• Task objective
Please reproduce exactly the lines from the start of the records through the one containing "Find the innermost point of each instance of the street", and nothing more.

== Segment start ==

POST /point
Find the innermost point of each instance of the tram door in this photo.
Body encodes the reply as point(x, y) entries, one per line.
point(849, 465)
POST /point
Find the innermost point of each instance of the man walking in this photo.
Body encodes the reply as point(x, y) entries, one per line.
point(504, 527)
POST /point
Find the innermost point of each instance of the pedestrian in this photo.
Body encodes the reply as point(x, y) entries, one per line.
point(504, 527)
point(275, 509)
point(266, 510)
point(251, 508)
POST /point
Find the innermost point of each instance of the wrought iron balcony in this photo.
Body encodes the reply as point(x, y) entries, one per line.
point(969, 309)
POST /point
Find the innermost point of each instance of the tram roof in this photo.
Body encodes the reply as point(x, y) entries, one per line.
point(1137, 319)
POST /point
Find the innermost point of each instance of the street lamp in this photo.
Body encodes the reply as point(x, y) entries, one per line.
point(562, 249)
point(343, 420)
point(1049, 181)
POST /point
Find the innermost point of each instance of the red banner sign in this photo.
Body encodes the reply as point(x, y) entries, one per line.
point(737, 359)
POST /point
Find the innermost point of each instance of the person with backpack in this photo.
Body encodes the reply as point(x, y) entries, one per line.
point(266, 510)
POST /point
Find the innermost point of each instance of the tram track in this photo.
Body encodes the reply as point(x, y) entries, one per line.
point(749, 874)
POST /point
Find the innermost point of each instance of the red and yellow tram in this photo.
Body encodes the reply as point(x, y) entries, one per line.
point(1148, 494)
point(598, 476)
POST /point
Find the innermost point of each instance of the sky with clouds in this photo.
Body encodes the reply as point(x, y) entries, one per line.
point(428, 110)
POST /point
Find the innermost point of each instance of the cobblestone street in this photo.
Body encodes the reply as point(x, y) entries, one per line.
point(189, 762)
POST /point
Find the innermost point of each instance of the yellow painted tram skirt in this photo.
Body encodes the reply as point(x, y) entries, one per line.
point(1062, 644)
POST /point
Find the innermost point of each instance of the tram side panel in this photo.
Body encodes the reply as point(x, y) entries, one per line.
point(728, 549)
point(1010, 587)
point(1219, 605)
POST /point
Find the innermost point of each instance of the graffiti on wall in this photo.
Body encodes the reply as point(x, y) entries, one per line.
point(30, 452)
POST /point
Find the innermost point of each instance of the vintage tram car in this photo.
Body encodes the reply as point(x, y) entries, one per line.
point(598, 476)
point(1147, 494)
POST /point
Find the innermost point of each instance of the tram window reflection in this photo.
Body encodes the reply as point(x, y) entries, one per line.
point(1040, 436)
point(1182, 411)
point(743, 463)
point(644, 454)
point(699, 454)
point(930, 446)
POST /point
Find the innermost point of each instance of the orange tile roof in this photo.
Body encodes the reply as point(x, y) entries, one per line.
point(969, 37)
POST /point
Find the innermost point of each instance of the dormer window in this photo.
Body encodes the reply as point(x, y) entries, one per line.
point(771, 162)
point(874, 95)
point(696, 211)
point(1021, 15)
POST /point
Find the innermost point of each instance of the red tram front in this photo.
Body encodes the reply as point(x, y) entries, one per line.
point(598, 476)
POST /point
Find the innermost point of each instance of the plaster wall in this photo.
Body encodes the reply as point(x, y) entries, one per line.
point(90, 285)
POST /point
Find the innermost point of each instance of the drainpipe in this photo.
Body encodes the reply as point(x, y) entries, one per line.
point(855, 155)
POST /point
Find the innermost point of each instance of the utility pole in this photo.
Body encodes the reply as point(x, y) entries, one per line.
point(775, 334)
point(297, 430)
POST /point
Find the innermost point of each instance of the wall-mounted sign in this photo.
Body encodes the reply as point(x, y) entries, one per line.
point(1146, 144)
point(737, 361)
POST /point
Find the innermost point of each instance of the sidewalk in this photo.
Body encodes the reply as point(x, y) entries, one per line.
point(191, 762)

== Segment end ==

• Output of the task
POST /point
Find the innermost point of each instance of the tram door in this photo.
Body encodes the reply as point(x, y) entries, one per line.
point(849, 465)
POST /point
Find the innermost point of each instance of the man walking in this photo.
Body encodes the reply as point(x, y) entries, one per line.
point(504, 527)
POST /point
Find the innermost point of each instance of the pedestrian in this photo.
Body encodes the reply as point(x, y) entries, one per line.
point(504, 527)
point(275, 509)
point(266, 510)
point(251, 508)
POST /point
Find the innermost point of each instance of the wrought iron balcony in this photo.
Body encodes the reply as point(x, y) entries, one per line.
point(969, 309)
POST /point
Find the innermost point of each instance of the tram roof in this photo.
Body encodes the reply as point(x, y) entries, one per line.
point(1137, 319)
POST /point
Find the innermost point of each instance of the street lamp in this photo.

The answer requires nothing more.